● Problem to work on: Copy the data from the line that contains "Tag one point per instance of the whole" to its last line, exactly, including both of those lines and leaving out everything before.

◇ ◇ ◇

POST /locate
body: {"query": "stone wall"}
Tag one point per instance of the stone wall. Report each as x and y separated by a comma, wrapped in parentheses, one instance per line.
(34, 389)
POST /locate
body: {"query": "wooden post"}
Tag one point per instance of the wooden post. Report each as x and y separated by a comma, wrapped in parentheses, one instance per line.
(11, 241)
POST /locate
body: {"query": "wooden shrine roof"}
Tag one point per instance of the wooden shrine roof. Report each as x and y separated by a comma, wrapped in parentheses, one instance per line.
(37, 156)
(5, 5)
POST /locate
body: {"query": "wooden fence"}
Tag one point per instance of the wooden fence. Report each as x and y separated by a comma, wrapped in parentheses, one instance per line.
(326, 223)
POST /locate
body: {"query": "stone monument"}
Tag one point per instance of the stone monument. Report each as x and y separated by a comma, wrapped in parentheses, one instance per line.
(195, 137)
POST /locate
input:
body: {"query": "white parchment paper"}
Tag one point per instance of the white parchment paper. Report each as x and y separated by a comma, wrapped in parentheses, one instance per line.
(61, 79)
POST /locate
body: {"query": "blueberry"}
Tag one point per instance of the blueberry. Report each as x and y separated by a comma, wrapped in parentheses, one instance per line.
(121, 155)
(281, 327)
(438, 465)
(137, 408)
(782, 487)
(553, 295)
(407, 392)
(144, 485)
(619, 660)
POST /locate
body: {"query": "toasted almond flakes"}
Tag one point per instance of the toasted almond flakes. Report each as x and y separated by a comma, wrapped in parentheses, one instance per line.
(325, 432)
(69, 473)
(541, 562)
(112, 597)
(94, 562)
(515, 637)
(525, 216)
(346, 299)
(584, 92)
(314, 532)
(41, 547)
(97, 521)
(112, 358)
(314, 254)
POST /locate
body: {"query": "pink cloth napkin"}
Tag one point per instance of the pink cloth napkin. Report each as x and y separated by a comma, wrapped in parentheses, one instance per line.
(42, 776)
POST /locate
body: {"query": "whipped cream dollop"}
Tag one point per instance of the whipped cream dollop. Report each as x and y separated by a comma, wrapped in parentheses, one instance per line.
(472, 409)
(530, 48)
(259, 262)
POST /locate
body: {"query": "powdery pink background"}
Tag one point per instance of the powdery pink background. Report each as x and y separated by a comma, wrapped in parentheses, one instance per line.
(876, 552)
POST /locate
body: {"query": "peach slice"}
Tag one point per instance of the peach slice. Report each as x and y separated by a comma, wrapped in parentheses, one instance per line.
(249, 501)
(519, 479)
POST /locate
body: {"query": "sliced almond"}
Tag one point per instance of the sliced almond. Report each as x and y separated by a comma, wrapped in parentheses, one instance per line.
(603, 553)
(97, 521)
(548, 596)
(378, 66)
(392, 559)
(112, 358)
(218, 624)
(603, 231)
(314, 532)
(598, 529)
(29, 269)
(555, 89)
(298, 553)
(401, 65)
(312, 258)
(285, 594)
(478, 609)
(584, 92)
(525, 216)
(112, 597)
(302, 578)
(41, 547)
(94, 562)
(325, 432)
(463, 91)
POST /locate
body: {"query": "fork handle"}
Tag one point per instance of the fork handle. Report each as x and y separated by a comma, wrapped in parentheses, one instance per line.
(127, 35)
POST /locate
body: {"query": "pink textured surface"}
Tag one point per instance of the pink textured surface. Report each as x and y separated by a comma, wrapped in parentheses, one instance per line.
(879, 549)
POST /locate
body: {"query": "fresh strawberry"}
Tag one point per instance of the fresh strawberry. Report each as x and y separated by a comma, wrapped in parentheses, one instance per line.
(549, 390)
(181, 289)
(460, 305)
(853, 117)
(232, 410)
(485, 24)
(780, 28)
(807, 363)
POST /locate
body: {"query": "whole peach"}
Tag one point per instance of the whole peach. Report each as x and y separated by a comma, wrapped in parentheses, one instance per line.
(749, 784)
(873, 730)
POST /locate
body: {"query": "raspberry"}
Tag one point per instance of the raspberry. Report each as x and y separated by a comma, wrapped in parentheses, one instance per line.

◇ ◇ ◇

● Response to the exercise:
Tag one point per instance of the whole peach. Report each as x and y separated by a comma, wrapped in parentheses, one instance per line.
(749, 784)
(873, 730)
POST /locate
body: {"query": "raspberry"}
Tag one point per instance of the raspberry. Report each as x and y separated by a comma, wrapped in parentheses, one instance per line.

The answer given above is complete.